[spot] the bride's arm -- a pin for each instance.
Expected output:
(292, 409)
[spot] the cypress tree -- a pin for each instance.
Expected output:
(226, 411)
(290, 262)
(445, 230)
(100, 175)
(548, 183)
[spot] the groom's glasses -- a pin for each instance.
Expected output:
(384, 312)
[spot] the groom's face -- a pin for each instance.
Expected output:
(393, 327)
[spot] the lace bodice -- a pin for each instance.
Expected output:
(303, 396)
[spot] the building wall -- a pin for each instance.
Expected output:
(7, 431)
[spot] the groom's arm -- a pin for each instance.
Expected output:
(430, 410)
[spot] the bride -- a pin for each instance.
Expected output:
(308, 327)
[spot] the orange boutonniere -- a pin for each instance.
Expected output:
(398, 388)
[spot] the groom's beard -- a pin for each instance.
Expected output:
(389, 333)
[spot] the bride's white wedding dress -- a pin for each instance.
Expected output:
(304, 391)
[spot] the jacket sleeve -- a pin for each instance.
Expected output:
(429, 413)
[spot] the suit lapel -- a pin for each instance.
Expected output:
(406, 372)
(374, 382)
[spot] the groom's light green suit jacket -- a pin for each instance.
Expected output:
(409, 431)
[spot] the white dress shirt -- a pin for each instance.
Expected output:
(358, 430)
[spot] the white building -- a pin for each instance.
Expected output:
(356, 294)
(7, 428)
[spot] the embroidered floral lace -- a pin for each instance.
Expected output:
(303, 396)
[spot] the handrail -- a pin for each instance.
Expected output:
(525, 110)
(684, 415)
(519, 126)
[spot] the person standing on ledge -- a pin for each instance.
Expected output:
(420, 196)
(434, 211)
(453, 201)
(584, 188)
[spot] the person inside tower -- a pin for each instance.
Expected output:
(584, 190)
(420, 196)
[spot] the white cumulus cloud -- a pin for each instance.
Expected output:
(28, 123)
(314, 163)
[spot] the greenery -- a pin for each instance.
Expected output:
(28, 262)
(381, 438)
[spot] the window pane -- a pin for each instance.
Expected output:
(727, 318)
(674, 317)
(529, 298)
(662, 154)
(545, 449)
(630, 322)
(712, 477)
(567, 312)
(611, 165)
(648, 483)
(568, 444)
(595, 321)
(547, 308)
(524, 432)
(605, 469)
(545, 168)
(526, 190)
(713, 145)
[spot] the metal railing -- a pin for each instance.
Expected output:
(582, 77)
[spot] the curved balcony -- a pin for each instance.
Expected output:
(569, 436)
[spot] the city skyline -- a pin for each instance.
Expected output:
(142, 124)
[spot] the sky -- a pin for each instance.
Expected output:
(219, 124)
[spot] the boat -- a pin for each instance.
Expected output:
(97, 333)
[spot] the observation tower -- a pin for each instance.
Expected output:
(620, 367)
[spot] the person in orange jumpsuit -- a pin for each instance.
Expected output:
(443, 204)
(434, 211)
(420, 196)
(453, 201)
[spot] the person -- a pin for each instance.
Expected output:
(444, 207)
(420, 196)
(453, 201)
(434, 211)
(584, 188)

### Your objective
Scan the preceding listing for the string "tower" and copy every line where it occurs.

### Output
[spot] the person inside tower -- a pin for each instance.
[spot] the observation tower -- a pin for each instance.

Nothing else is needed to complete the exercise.